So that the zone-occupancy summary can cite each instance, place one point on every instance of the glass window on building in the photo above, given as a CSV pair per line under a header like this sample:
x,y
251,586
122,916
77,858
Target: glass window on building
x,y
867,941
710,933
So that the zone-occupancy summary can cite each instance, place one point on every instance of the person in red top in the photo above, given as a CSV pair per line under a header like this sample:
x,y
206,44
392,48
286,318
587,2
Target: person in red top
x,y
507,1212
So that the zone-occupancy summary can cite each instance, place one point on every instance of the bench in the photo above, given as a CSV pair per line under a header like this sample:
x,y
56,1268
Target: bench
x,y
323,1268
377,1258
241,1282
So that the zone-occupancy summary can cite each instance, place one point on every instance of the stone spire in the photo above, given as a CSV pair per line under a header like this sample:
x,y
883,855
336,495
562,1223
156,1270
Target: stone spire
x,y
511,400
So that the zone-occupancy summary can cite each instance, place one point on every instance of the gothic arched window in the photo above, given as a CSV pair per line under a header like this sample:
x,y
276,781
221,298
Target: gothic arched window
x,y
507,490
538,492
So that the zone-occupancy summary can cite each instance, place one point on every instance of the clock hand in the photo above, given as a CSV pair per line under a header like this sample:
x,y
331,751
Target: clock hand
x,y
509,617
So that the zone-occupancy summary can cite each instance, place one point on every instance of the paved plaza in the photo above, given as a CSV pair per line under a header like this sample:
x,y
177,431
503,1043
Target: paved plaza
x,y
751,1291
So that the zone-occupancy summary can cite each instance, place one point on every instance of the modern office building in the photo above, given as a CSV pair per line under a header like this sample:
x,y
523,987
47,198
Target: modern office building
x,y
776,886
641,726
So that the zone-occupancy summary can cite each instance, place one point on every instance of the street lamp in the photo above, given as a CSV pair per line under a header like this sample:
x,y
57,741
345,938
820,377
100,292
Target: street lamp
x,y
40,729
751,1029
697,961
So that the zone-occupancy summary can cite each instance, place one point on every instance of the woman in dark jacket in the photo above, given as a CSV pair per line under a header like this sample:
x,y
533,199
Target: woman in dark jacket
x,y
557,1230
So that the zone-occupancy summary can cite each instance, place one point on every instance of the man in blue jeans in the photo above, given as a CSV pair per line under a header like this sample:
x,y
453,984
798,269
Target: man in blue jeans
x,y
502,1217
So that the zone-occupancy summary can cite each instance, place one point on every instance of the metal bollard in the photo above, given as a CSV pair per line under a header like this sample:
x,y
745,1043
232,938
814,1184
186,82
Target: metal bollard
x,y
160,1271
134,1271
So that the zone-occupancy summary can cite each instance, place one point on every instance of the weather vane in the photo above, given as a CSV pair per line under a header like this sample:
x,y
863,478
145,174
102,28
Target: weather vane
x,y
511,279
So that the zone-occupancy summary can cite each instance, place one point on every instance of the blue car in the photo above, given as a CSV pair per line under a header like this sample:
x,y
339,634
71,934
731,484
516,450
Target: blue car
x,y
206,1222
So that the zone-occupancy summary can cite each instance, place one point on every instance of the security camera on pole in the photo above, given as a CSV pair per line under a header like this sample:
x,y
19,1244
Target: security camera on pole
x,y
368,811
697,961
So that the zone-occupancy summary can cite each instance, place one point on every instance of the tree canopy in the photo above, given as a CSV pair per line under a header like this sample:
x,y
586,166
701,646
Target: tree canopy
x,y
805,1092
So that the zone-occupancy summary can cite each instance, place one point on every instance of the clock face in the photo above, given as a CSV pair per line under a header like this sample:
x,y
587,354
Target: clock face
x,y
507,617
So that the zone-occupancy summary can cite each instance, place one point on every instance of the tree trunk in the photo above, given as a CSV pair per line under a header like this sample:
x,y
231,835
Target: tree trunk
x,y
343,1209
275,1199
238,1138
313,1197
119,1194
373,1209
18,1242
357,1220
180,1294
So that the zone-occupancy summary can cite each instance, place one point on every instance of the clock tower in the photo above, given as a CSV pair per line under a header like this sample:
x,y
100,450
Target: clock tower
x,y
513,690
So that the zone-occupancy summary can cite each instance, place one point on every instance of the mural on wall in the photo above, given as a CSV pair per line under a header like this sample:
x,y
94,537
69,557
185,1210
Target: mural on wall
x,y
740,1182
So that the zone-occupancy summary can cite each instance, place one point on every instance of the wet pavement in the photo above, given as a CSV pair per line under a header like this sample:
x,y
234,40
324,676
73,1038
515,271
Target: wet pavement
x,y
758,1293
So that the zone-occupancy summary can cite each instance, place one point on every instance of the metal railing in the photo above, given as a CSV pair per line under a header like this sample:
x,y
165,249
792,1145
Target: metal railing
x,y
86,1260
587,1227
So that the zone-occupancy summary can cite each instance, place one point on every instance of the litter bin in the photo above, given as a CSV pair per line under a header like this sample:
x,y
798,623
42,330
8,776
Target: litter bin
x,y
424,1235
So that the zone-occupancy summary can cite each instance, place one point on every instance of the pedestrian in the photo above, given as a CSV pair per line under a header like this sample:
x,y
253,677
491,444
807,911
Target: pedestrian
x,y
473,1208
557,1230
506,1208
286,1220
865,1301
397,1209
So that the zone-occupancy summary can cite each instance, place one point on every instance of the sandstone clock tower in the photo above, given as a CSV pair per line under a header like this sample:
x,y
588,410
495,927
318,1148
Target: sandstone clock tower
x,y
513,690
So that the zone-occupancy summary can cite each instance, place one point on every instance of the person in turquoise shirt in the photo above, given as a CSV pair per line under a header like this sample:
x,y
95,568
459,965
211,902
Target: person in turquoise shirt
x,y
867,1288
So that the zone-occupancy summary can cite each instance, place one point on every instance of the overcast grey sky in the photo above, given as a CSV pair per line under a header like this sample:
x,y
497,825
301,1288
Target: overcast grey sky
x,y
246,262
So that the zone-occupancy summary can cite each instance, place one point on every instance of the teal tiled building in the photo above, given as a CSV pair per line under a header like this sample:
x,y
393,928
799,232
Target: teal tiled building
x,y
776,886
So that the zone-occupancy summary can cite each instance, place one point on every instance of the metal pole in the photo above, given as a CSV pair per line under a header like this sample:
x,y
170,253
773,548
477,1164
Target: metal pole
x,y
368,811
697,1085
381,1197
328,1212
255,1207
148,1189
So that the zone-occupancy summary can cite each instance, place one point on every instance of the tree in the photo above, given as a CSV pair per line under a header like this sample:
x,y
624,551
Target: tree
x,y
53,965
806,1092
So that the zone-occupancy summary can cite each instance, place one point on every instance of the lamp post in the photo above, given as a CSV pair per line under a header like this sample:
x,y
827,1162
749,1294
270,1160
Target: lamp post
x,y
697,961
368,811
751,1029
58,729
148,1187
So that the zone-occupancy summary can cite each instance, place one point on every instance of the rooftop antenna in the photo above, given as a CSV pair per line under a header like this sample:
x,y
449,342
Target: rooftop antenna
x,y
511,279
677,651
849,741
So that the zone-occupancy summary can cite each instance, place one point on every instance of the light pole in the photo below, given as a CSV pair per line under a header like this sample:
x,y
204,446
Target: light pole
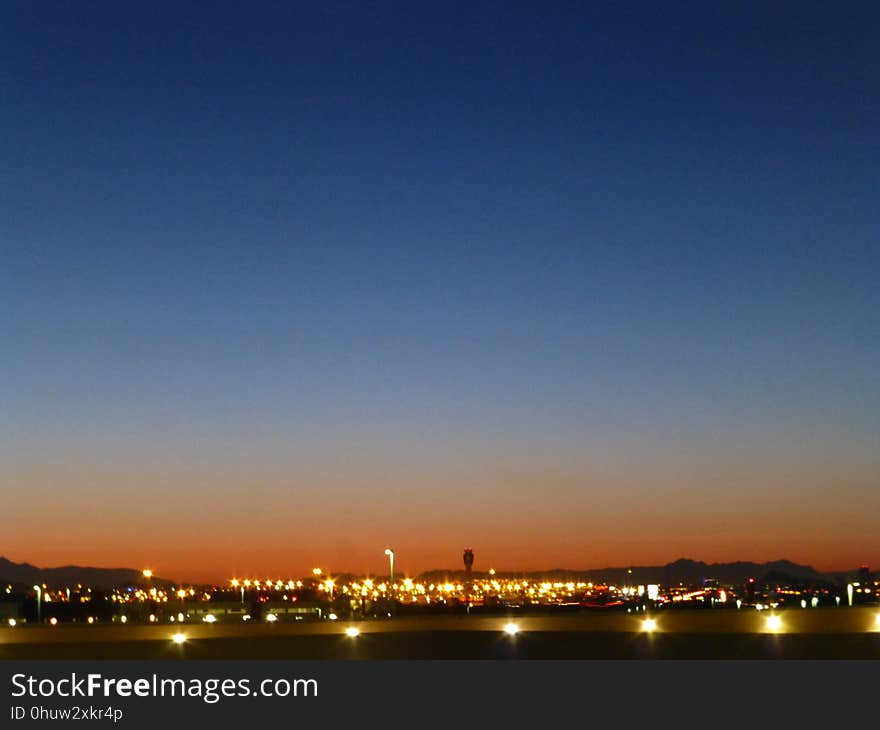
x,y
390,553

:::

**YOUR GOAL:**
Lay out every line of the records above as a JSON list of strings, one string per line, with blank lines omitted. Leave the pictures out of the answer.

**ANSWER FOR THIS EXERCISE:**
[
  "So that the zone-occupancy summary can cite each instance, place one point on every instance of the glass window on building in the photo above, given as a CSV pair per line under a header like this sample:",
  "x,y",
  "251,586",
  "122,916",
  "77,858",
  "Target: glass window on building",
  "x,y",
  "867,941",
  "710,933",
  "So that the zone-occupancy summary can cite each instance, place one point on every instance of the person in red top in the photo above, given as a CSV pair per line under a header like this sample:",
  "x,y",
  "206,44",
  "392,48",
  "286,318",
  "587,2",
  "Target: person in red top",
  "x,y",
  "507,1212",
  "So that the zone-occupancy summary can cite each instance, place one point on every instance of the bench in the photo above, given as a CSV pair per line under a header like this sample:",
  "x,y",
  "56,1268",
  "Target: bench",
  "x,y",
  "323,1268",
  "377,1258",
  "241,1282",
  "So that the zone-occupancy summary can cite each instance, place one point on every instance of the stone spire in the photo above, given as a CSV pair per line under a header like this sample:",
  "x,y",
  "883,855",
  "336,495",
  "562,1223",
  "156,1270",
  "Target: stone spire",
  "x,y",
  "511,400",
  "So that the zone-occupancy summary can cite each instance, place one point on every instance of the gothic arched window in the photo above, given as a CSV pair per line under a header like this sample:",
  "x,y",
  "276,781",
  "221,298",
  "Target: gothic arched window",
  "x,y",
  "507,490",
  "538,492",
  "So that the zone-occupancy summary can cite each instance, place one point on every instance of the clock hand in the photo above, given as a CSV pair per line under a header like this sample:",
  "x,y",
  "331,751",
  "Target: clock hand",
  "x,y",
  "509,617",
  "So that the zone-occupancy summary can cite each instance, place one point on every instance of the paved plaza in the photo above, given as a CSV pair per line under a header like this sample:",
  "x,y",
  "177,431",
  "503,1043",
  "Target: paved plaza",
  "x,y",
  "751,1291",
  "So that the zone-occupancy summary can cite each instance, place one point on every instance of the modern office building in the photo above, given as a CSV pair per line under a header like this sample:",
  "x,y",
  "523,987",
  "47,198",
  "Target: modern office building",
  "x,y",
  "776,886",
  "641,726",
  "So that the zone-occupancy summary can cite each instance, place one point on every instance of the street lamp in the photo above, given as a CSV pair per line under a header like this sample:",
  "x,y",
  "57,741",
  "345,938",
  "820,377",
  "100,292",
  "Target: street lamp",
  "x,y",
  "40,729",
  "751,1029",
  "697,961",
  "So that the zone-occupancy summary can cite each instance, place one point on every instance of the woman in dark jacket in the photo above, given as a CSV pair per line under a header like this sample:",
  "x,y",
  "533,199",
  "Target: woman in dark jacket",
  "x,y",
  "557,1230",
  "So that the zone-occupancy summary can cite each instance, place one point on every instance of the man in blue jeans in the photo above, given as a CSV pair per line under a header like this sample:",
  "x,y",
  "453,984",
  "798,269",
  "Target: man in blue jeans",
  "x,y",
  "502,1217",
  "So that the zone-occupancy summary can cite each instance, place one point on every instance of the metal bollard in the photo above, given as a CSV pair per line under a header like this sample:",
  "x,y",
  "745,1043",
  "232,938",
  "814,1184",
  "186,82",
  "Target: metal bollard",
  "x,y",
  "160,1271",
  "134,1271",
  "So that the zone-occupancy summary can cite each instance, place one point on every instance of the weather vane in the photo above, given as a CSV pair per line under a header like this sample:",
  "x,y",
  "863,478",
  "145,174",
  "102,28",
  "Target: weather vane",
  "x,y",
  "511,279",
  "So that the zone-occupancy summary can cite each instance, place one point on every instance of the blue car in the photo above, given as a CSV pair per line under a header like this sample:",
  "x,y",
  "339,634",
  "71,934",
  "731,484",
  "516,450",
  "Target: blue car",
  "x,y",
  "206,1222",
  "So that the zone-occupancy summary can cite each instance, place one point on every instance of the security camera on pole in the photo above, given as a CSV pair per line under a header like this sample:",
  "x,y",
  "19,1244",
  "Target: security camera on pole",
  "x,y",
  "368,811",
  "697,961",
  "So that the zone-occupancy summary can cite each instance, place one point on every instance of the tree canopy in the photo above, given as a CSV pair per line under a header like this sample:",
  "x,y",
  "586,166",
  "701,646",
  "Target: tree canopy",
  "x,y",
  "805,1092",
  "So that the zone-occupancy summary can cite each instance, place one point on every instance of the clock face in the photo above, given as a CSV pair per line under a header like this sample:",
  "x,y",
  "587,354",
  "Target: clock face",
  "x,y",
  "507,617",
  "So that the zone-occupancy summary can cite each instance, place one point on every instance of the tree trunk in the photo above, given as a CSV pair per line under a header like this sample:",
  "x,y",
  "231,835",
  "Target: tree trunk",
  "x,y",
  "343,1209",
  "275,1199",
  "238,1138",
  "313,1197",
  "119,1194",
  "373,1209",
  "18,1242",
  "357,1220",
  "180,1294",
  "So that the zone-occupancy summary can cite each instance, place one point on every instance of the clock tower in the photo above, given as a CSV pair per line under a header like this sample:",
  "x,y",
  "100,450",
  "Target: clock tower",
  "x,y",
  "513,690",
  "So that the zone-occupancy summary can cite each instance, place one point on every instance of the mural on wall in the photo above, given as a CSV pair per line under a header like this sample:",
  "x,y",
  "94,537",
  "69,557",
  "185,1210",
  "Target: mural on wall",
  "x,y",
  "740,1182",
  "So that the zone-occupancy summary can cite each instance, place one point on every instance of the wet pavement in the photo above, given as a CSV pair per line under a header like this sample:",
  "x,y",
  "234,40",
  "324,676",
  "73,1038",
  "515,271",
  "Target: wet pavement",
  "x,y",
  "758,1293",
  "So that the zone-occupancy summary can cite each instance, place one point on every instance of the metal railing in the photo above, given as a CSV pair per line under a header like this sample:",
  "x,y",
  "165,249",
  "792,1145",
  "Target: metal railing",
  "x,y",
  "86,1260",
  "587,1227",
  "So that the zone-occupancy summary can cite each instance, place one point on every instance of the litter bin in the photo above, given as a CSV pair per line under a header like this sample:",
  "x,y",
  "798,623",
  "42,330",
  "8,776",
  "Target: litter bin",
  "x,y",
  "424,1235",
  "So that the zone-occupancy summary can cite each instance, place one point on every instance of the pedestrian in the photo above, given as a CSV pair per line under a header like this sample:",
  "x,y",
  "253,677",
  "491,444",
  "807,911",
  "Target: pedestrian",
  "x,y",
  "473,1208",
  "557,1230",
  "506,1208",
  "286,1220",
  "865,1301",
  "397,1209",
  "So that the zone-occupancy summary can cite each instance, place one point on every instance of the sandstone clock tower in the photo above, given as a CSV pair per line under a header like this sample:",
  "x,y",
  "588,410",
  "495,927",
  "318,1148",
  "Target: sandstone clock tower",
  "x,y",
  "513,690",
  "So that the zone-occupancy summary can cite each instance, place one point on every instance of the person in turquoise shirt in the photo above, given as a CSV pair per line under a header like this sample:",
  "x,y",
  "95,568",
  "459,965",
  "211,902",
  "Target: person in turquoise shirt",
  "x,y",
  "867,1288",
  "So that the zone-occupancy summary can cite each instance, place one point on every instance of the overcast grey sky in the photo above, given as a CSV pair per line under a header like this sample:",
  "x,y",
  "497,825",
  "301,1288",
  "Target: overcast grey sky",
  "x,y",
  "246,262",
  "So that the zone-occupancy summary can cite each instance, place one point on every instance of the teal tiled building in the photo above, given as a CSV pair per line under a header like this sample:",
  "x,y",
  "393,928",
  "799,232",
  "Target: teal tiled building",
  "x,y",
  "776,886",
  "So that the zone-occupancy summary can cite each instance, place one point on every instance of the metal pole in the photo above, given as a CSV pair per line under a header like this sample:",
  "x,y",
  "170,253",
  "773,548",
  "477,1164",
  "Target: metal pole",
  "x,y",
  "368,811",
  "697,1085",
  "381,1197",
  "328,1212",
  "255,1207",
  "148,1189",
  "So that the zone-occupancy summary can cite each instance, place one point on every instance of the tree in the photo above, given as a CSV pair per line under a header like this sample:",
  "x,y",
  "624,551",
  "Target: tree",
  "x,y",
  "53,965",
  "806,1092",
  "So that the zone-occupancy summary can cite each instance, place one point on every instance of the lamp post in the photo above, given as a CSV pair per line under a header like this sample:",
  "x,y",
  "827,1162",
  "749,1294",
  "270,1160",
  "Target: lamp post",
  "x,y",
  "697,961",
  "368,811",
  "751,1029",
  "58,729",
  "148,1187",
  "So that the zone-occupancy summary can cite each instance, place one point on every instance of the rooftop antenna in the photo above, given as a CSV pair per line under a header like this sample:",
  "x,y",
  "449,342",
  "Target: rooftop antenna",
  "x,y",
  "511,279",
  "677,651",
  "849,741",
  "So that the zone-occupancy summary can cite each instance, place one point on every instance of the light pole in the photo below, given as a CSV pair per line under a header like this sample:",
  "x,y",
  "204,446",
  "Target: light pole",
  "x,y",
  "390,553"
]